Your objective. Copy out the records below, putting "a single JSON array" wherever "one JSON array" appears and leaving everything else unchanged.
═════ Provided records
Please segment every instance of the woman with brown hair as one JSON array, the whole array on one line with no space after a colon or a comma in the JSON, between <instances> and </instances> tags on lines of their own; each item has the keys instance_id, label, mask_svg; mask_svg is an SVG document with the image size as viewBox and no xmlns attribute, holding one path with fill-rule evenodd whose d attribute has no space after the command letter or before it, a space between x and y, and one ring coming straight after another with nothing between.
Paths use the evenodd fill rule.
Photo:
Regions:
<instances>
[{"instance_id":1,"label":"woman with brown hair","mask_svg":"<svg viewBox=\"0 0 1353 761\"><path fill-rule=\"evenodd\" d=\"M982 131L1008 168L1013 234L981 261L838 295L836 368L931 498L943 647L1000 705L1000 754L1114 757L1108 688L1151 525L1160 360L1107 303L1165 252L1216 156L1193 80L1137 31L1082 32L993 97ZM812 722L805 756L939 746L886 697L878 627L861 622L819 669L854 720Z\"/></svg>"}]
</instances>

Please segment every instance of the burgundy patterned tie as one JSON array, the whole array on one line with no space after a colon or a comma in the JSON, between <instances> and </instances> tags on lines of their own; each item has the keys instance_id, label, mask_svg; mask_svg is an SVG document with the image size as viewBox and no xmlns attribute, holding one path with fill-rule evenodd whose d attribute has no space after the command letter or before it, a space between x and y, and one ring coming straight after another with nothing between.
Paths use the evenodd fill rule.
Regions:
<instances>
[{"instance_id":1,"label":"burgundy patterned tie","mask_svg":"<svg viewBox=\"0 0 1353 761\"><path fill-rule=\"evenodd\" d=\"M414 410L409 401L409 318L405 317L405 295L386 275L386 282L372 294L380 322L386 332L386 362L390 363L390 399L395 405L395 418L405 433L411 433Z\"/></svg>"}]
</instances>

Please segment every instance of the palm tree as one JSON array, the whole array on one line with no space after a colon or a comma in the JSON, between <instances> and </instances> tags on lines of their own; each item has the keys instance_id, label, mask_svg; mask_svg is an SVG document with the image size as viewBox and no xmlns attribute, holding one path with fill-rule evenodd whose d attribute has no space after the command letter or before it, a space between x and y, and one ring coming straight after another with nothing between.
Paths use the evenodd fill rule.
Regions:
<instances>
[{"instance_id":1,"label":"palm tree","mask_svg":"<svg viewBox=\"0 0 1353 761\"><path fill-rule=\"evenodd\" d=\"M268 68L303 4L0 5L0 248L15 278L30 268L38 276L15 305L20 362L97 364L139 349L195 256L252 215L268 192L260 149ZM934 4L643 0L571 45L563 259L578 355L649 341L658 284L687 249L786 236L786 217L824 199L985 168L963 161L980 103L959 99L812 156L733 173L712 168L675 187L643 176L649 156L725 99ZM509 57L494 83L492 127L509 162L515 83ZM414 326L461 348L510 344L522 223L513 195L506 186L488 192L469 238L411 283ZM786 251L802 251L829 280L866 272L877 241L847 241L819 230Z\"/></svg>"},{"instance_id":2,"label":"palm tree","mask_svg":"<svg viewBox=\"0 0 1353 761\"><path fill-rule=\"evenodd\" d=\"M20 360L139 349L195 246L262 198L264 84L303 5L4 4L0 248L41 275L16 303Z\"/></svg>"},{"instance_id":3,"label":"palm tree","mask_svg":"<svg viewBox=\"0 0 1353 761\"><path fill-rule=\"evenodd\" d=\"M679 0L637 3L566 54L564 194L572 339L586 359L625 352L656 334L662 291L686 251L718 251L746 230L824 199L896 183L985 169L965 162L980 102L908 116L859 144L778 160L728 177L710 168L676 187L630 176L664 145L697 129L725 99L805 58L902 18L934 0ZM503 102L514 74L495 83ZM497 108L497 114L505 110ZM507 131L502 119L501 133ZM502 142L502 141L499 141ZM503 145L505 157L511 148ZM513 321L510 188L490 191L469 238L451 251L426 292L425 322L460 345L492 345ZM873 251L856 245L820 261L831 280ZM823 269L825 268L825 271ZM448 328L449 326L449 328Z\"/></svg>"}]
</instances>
══════════
Task output.
Please segment every instance of the woman with brown hair as a single JSON array, the whole array on one line with no space after a colon or a comma in the JSON, between <instances> and </instances> tags on lines of their own; each item has the keys instance_id, label, mask_svg; mask_svg is an SVG document with the image size as viewBox and no xmlns attribute, holding one path with fill-rule evenodd whose d attribute has no space after the command letter or before it, a space between x and y, and one ring coming straight after another with nothing between.
Paths use the evenodd fill rule.
Photo:
Regions:
<instances>
[{"instance_id":1,"label":"woman with brown hair","mask_svg":"<svg viewBox=\"0 0 1353 761\"><path fill-rule=\"evenodd\" d=\"M982 131L1008 168L1013 234L981 261L838 295L836 368L931 498L943 647L1000 705L1000 754L1114 757L1108 688L1151 525L1160 360L1107 303L1165 252L1216 156L1193 80L1137 31L1082 32L993 97ZM812 722L805 756L939 746L886 697L878 627L861 622L819 669L854 720Z\"/></svg>"}]
</instances>

Please segment every instance of the burgundy patterned tie as a single JSON array, the whole array on one line with no space after a colon or a comma in the JSON, between <instances> and </instances> tags on lines of their own; each item has the keys instance_id, label, mask_svg; mask_svg is an SVG document with the image size as viewBox and no xmlns attribute, holding one path with fill-rule evenodd whose d attribute has no space after the command letter or before it, a space between x and y, and one ring coming straight after another with nothing between.
Paths use the evenodd fill rule.
Regions:
<instances>
[{"instance_id":1,"label":"burgundy patterned tie","mask_svg":"<svg viewBox=\"0 0 1353 761\"><path fill-rule=\"evenodd\" d=\"M414 410L409 401L409 318L405 317L405 295L386 275L386 282L372 294L380 322L386 332L386 362L390 363L390 399L395 405L395 418L405 433L411 433Z\"/></svg>"}]
</instances>

Please segment every instance of the palm tree as a single JSON array, the whole array on one line with no space after a colon or a comma in the JSON, between <instances> and </instances> tags on lines of their own; each item has the keys instance_id, label, mask_svg; mask_svg is an SVG document with the image size as viewBox and no xmlns attribute, holding one path with fill-rule evenodd whose d attribute has no space after the command letter or before it, a space between x and y, and one ring coming straight after another with nothing between.
Paths use the evenodd fill rule.
Regions:
<instances>
[{"instance_id":1,"label":"palm tree","mask_svg":"<svg viewBox=\"0 0 1353 761\"><path fill-rule=\"evenodd\" d=\"M268 68L303 4L0 5L0 248L15 278L30 268L38 276L15 305L20 362L97 364L139 349L195 256L252 215L268 192L260 149ZM934 4L643 0L571 45L563 259L578 355L649 341L658 284L687 249L786 236L786 217L824 199L985 168L963 161L980 103L959 99L812 156L733 173L712 168L675 187L643 176L649 156L725 99ZM509 57L494 83L492 127L509 162L515 83ZM414 326L461 348L510 344L522 223L513 195L506 186L488 192L469 238L411 283ZM786 251L802 251L829 280L866 272L877 241L847 241L819 230Z\"/></svg>"},{"instance_id":2,"label":"palm tree","mask_svg":"<svg viewBox=\"0 0 1353 761\"><path fill-rule=\"evenodd\" d=\"M20 360L139 349L195 246L262 198L264 84L303 5L4 4L0 248L41 275L16 303Z\"/></svg>"},{"instance_id":3,"label":"palm tree","mask_svg":"<svg viewBox=\"0 0 1353 761\"><path fill-rule=\"evenodd\" d=\"M679 0L637 3L566 54L564 194L572 339L586 359L625 352L656 334L662 291L686 251L718 251L746 230L824 199L896 183L985 169L965 162L980 102L908 116L859 144L778 160L728 177L710 168L676 187L630 176L664 145L697 129L725 99L805 58L902 18L934 0ZM503 102L514 74L495 83ZM497 108L497 114L505 110ZM507 131L502 119L501 133ZM502 142L502 141L499 141ZM503 145L505 157L511 148ZM513 321L510 188L490 191L469 238L451 251L426 292L425 322L460 345L492 345ZM873 251L856 245L820 261L831 280ZM823 269L825 268L825 271ZM448 328L449 326L449 328Z\"/></svg>"}]
</instances>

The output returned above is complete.